[Object pointing dataset rows]
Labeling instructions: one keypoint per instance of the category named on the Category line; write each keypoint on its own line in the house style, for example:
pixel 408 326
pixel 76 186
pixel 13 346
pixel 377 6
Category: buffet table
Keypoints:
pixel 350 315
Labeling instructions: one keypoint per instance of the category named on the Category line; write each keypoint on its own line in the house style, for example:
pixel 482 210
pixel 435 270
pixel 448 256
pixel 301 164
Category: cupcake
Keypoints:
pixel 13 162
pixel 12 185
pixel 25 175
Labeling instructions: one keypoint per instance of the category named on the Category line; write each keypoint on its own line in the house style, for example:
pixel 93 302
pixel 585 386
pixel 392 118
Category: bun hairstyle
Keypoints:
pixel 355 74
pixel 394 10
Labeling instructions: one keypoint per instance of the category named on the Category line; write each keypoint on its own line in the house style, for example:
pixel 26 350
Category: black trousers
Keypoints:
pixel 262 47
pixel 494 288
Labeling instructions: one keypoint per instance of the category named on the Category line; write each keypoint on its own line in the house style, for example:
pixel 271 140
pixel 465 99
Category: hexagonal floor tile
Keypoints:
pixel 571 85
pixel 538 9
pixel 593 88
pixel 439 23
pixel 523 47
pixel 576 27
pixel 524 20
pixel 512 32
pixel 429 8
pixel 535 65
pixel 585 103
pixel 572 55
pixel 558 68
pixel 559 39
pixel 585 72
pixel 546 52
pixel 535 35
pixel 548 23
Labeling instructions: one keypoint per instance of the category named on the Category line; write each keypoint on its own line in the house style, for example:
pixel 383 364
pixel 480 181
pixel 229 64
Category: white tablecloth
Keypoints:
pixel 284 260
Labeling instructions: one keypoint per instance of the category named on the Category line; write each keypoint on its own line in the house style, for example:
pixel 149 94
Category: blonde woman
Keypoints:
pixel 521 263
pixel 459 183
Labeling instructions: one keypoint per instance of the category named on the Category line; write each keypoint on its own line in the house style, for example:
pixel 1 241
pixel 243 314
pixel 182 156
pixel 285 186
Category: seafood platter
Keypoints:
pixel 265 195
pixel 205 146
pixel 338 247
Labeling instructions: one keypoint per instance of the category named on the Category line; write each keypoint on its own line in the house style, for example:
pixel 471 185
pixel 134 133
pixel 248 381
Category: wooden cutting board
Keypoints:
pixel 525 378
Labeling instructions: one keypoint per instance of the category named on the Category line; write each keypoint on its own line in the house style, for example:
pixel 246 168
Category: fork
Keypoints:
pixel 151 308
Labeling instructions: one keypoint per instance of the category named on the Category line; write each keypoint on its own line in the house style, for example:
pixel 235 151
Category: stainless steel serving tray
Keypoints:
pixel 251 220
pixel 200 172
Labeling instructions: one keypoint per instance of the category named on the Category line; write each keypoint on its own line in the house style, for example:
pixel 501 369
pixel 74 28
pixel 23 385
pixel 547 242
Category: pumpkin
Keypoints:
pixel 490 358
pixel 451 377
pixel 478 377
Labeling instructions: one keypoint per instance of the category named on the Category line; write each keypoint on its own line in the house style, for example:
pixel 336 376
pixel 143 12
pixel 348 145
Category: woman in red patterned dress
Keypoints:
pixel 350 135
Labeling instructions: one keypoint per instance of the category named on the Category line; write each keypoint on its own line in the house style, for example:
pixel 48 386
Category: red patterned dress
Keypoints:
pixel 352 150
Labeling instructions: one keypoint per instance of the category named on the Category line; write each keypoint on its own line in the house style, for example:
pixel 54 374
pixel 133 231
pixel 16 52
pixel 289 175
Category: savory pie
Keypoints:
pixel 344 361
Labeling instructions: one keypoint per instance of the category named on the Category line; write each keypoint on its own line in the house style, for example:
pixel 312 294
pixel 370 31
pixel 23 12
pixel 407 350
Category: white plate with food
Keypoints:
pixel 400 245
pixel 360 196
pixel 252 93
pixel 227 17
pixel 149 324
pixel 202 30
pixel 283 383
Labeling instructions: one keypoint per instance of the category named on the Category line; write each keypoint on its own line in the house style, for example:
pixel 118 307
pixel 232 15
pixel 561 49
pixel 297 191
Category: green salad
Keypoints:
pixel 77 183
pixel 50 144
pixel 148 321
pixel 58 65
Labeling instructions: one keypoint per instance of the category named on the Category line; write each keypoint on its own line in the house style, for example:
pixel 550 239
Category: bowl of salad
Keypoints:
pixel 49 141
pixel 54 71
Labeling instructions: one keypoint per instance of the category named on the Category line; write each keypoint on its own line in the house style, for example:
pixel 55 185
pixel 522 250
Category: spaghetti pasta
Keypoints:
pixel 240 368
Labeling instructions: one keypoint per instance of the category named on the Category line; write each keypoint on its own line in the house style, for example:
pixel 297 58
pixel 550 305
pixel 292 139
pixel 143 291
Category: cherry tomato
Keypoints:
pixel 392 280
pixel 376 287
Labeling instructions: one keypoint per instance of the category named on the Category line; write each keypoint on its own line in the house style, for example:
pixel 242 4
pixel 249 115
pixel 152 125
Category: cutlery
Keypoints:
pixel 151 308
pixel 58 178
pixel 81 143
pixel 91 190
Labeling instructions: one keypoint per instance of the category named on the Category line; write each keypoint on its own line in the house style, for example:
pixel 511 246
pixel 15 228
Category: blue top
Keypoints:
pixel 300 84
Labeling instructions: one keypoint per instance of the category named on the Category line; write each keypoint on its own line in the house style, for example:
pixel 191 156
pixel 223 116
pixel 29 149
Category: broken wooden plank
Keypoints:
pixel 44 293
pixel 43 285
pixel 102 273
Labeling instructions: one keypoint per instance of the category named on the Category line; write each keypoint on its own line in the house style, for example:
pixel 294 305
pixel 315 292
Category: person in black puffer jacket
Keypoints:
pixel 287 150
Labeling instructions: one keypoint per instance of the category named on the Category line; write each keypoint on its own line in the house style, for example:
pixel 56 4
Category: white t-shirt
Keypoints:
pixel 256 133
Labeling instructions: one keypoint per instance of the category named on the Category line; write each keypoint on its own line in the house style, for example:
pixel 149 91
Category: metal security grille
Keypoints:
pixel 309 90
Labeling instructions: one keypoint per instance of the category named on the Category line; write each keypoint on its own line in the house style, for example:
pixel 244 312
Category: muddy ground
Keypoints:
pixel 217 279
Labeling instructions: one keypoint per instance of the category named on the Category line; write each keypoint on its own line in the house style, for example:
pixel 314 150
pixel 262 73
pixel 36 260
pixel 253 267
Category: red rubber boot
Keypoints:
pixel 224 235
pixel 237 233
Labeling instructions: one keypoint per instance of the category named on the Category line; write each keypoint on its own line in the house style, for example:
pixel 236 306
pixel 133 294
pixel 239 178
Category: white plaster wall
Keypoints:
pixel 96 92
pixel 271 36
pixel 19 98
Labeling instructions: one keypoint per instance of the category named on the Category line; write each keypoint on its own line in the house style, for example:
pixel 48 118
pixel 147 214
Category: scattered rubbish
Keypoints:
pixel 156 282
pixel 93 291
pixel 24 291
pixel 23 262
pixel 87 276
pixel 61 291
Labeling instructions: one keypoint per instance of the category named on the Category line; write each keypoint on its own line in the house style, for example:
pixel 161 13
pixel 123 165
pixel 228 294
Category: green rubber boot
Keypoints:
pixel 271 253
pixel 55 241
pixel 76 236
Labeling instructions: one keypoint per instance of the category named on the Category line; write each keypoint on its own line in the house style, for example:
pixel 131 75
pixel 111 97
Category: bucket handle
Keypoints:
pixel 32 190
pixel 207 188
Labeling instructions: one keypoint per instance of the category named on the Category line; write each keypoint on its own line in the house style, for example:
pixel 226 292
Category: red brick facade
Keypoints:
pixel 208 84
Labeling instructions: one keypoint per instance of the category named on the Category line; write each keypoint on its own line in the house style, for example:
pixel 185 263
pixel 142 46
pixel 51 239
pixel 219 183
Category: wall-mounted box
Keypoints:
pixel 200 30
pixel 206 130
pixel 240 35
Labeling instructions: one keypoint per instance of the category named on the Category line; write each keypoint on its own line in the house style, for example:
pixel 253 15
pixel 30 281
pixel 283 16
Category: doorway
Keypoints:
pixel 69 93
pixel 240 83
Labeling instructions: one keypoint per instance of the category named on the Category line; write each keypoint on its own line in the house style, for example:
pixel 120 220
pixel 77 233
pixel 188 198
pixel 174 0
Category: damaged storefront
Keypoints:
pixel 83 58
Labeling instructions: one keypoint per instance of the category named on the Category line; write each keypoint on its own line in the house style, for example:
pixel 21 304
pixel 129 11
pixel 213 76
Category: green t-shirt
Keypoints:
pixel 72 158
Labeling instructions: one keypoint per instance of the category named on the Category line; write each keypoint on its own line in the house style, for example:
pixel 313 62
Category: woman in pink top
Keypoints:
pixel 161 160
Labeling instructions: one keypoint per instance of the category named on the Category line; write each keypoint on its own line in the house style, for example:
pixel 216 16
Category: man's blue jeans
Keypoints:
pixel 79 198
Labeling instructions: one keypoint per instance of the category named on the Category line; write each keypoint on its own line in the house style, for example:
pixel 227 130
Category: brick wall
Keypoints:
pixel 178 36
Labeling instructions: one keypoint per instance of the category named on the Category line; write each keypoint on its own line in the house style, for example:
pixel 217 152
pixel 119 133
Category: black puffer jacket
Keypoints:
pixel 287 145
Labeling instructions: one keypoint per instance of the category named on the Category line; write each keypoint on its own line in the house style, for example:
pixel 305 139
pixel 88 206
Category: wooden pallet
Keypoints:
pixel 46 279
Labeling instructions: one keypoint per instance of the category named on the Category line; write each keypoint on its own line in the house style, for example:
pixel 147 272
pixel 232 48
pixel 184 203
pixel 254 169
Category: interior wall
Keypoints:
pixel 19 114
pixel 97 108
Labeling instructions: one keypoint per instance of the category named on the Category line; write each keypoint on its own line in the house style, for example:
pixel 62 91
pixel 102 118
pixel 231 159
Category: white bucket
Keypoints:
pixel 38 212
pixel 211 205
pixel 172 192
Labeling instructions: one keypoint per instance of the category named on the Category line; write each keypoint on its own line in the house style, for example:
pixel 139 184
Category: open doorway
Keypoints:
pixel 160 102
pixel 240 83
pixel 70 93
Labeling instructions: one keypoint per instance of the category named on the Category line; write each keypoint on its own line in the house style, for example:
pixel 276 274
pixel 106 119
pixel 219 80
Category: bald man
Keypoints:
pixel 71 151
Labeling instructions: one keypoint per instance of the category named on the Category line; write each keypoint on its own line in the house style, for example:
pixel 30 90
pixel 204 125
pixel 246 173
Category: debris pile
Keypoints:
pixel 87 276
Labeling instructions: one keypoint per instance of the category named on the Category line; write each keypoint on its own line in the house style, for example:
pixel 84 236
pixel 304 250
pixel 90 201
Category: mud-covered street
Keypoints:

#### [Goal of the exercise]
Rewrite the data as a JSON list of strings with one string per line, leaving out blank lines, from the start of the data through the line containing "pixel 494 288". Include only those lines.

#### [Written response]
[
  "Labeling instructions: one keypoint per instance of the category named on the Category line; write each keypoint on its own line in the house style, for example:",
  "pixel 408 326",
  "pixel 76 186",
  "pixel 13 346",
  "pixel 377 6",
  "Category: buffet table",
  "Keypoints:",
  "pixel 350 315",
  "Labeling instructions: one keypoint per instance of the category named on the Category line; write each keypoint on its own line in the house style, for example:",
  "pixel 482 210",
  "pixel 435 270",
  "pixel 448 256",
  "pixel 301 164",
  "Category: cupcake",
  "Keypoints:",
  "pixel 13 162",
  "pixel 12 185",
  "pixel 25 175",
  "Labeling instructions: one keypoint per instance of the category named on the Category line; write each keypoint on its own line in the house style, for example:",
  "pixel 93 302",
  "pixel 585 386",
  "pixel 392 118",
  "Category: bun hairstyle",
  "Keypoints:",
  "pixel 355 74",
  "pixel 394 10",
  "Labeling instructions: one keypoint per instance of the category named on the Category line; write each keypoint on its own line in the house style, for example:",
  "pixel 26 350",
  "Category: black trousers",
  "Keypoints:",
  "pixel 262 47",
  "pixel 494 288"
]